───── SOURCE DOCUMENT ─────

Source: Follow the Money
See: Vote Smart
Jobs and the Economy
Matt’s work in Congress has always been about putting the people of northeastern Pennsylvania first — not big corporate interests. That’s because our economy is stronger when working people have the opportunity to thrive.
Matt believes that everyone deserves a chance at a job with quality benefits, and then a secure retirement. But working families are struggling to keep up with the rising costs of health care, education, and child care. They are working too hard for too little. Matt is working to create good-paying jobs by cleaning up and redeveloping northeastern Pennsylvania’s abandoned mine lands, and he’s pushing for major infrastructure investments in improving our highways, schools, and broadband internet.
The engine that drives the economy of northeastern Pennsylvania and the United States is small business. Matt Cartwright has been working to make sure small businesses get the help they need during this pandemic, and he will continue to make sure they have the resources they need to thrive.
When it comes to Social Security, Matt knows that older Pennsylvanians have earned it after a long career. He stands firm in his support for protecting and expanding Social Security.
Matt also supports raising the federal minimum wage to $15 per hour by 2025 and legislation to secure equal pay for equal work for women and people of color.
Defense and Veterans
Matt Cartwright works to ensure the United States maintains the strongest armed forces in the world and that our servicemembers get the rewards and benefits they deserve when they come home.
Matt Cartwright believes that we need a strong military and intelligence community to protect our nation from the many complex security challenges we face across the globe. He looks forward to a day when all American forces can come home and will work to ensure that every mission in which our troops are deployed is critical for the national security of the United States. He supports robust funding so our armed forces have the best equipment to keep us safe, and investment in research and development in cutting edge technologies to keep us ahead of emerging threats. Matt also firmly believes we must stand by our commitments to our allies, including NATO and Israel.
Matt also knows that supporting our servicemembers can’t end once their tours of active duty end. The members of our military served us, and Matt is committed to serving them. Whether it’s housing, health care, or mental health issues, he has them covered. He consistently fights to fund veterans’ programs, increase their benefits, and he has passed legislation that protects veterans from financial scams. In 2018, Matt was named Legislator of the Year by Pennsylvania AMVETS for his advocacy in support of veterans.
Health & Education
Matt Cartwright is committed to protecting and expanding access to quality, affordable health care for all northeastern Pennsylvanians.
Throughout his time in Congress, Matt has consistently worked to protect and expand Medicare, Medicaid, and protections for people with pre-existing conditions. He’ll also keep fighting to rein in the big drug companies and pass legislation to end their outrageous price-gouging practices, because no one should have to choose between taking their life-saving medications and other expenses.
Health care access has always been essential, but it’s even more so as we fight a global pandemic. While a team of Republican attorneys general and the administration try to strip health coverage from millions of Americans during a global pandemic, Matt Cartwright is working to lower your health care costs and strengthen pre-existing condition protections.

─────

PROBLEM 1 | Summarize the page on Matt Cartwright's positions in two sentences.
PROBLEM 2 | Reproduce the passage of the page on Matt Cartwright's positions that opens with the words containing "Source: Follow the" and closes with "and broadband internet.".
PROBLEM 3 | Translate this sentence from the page on Matt Cartwright's positions into Spanish: "He stands firm in his support for protecting and expanding Social Security."

───── RECORDS SUPPLIED ─────

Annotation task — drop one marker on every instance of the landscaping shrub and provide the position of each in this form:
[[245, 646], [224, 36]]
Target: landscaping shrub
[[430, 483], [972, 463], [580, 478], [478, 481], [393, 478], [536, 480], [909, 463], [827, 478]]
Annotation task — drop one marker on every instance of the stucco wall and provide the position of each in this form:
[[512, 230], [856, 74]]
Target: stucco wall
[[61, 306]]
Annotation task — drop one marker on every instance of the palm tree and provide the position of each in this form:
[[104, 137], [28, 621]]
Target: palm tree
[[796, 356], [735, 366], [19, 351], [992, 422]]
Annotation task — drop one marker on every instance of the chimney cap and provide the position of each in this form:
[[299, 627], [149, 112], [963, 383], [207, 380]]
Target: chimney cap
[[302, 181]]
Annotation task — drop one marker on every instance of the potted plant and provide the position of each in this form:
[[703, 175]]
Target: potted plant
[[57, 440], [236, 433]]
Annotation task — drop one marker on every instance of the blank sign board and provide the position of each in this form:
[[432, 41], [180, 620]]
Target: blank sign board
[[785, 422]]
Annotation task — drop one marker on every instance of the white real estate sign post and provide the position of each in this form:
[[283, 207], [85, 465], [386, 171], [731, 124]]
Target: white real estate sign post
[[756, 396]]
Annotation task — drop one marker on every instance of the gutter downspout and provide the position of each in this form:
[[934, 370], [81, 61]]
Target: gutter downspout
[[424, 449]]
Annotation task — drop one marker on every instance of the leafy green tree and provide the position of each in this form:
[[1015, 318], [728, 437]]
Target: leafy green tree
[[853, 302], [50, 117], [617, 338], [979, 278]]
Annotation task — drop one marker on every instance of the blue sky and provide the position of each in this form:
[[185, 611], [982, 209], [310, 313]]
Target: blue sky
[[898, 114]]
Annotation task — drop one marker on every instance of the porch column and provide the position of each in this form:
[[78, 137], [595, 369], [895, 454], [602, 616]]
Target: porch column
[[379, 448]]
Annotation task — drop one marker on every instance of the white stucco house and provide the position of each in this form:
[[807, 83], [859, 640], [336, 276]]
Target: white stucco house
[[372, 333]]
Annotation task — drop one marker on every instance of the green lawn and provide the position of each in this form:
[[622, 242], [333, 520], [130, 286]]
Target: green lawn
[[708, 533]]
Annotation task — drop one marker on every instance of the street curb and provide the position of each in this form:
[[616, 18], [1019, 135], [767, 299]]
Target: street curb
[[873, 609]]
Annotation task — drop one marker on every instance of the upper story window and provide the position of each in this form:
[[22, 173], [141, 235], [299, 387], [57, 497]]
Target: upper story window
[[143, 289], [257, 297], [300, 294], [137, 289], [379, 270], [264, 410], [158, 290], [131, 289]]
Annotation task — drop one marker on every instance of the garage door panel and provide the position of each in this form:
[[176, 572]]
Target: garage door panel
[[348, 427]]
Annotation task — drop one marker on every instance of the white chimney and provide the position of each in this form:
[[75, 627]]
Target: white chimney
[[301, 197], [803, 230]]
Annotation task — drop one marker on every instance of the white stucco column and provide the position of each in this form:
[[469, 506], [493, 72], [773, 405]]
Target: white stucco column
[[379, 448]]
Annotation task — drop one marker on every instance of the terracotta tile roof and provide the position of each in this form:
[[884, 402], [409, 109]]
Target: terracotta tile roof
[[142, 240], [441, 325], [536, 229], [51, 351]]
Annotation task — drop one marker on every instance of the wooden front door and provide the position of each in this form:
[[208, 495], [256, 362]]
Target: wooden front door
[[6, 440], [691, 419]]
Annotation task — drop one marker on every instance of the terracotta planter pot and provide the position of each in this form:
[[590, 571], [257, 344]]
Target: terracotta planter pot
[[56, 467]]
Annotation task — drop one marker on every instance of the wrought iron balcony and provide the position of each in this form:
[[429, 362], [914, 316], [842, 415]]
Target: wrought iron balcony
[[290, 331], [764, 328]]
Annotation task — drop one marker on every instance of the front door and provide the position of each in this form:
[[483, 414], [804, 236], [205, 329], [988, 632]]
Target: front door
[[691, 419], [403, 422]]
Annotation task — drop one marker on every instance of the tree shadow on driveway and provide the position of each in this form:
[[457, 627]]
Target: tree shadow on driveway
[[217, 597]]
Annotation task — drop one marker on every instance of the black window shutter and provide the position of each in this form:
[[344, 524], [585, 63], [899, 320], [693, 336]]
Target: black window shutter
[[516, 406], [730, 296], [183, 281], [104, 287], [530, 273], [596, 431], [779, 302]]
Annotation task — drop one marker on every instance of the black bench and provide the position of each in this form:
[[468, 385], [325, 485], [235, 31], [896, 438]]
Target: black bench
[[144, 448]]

─────

WORKED SOLUTION 1 | The page describes Matt Cartwright's economic positions, which include creating good-paying jobs, helping small businesses, protecting and expanding Social Security, and raising the federal minimum wage to $15 per hour by 2025. It also covers his support for a strong military and for veterans, and his work to protect and expand affordable health care, Medicare, Medicaid, and protections for people with pre-existing conditions.

WORKED SOLUTION 2 |
Source: Follow the Money
See: Vote Smart
Jobs and the Economy
Matt’s work in Congress has always been about putting the people of northeastern Pennsylvania first — not big corporate interests. That’s because our economy is stronger when working people have the opportunity to thrive.
Matt believes that everyone deserves a chance at a job with quality benefits, and then a secure retirement. But working families are struggling to keep up with the rising costs of health care, education, and child care. They are working too hard for too little. Matt is working to create good-paying jobs by cleaning up and redeveloping northeastern Pennsylvania’s abandoned mine lands, and he’s pushing for major infrastructure investments in improving our highways, schools, and broadband internet.

WORKED SOLUTION 3 | Se mantiene firme en su apoyo a la protección y la ampliación del Seguro Social.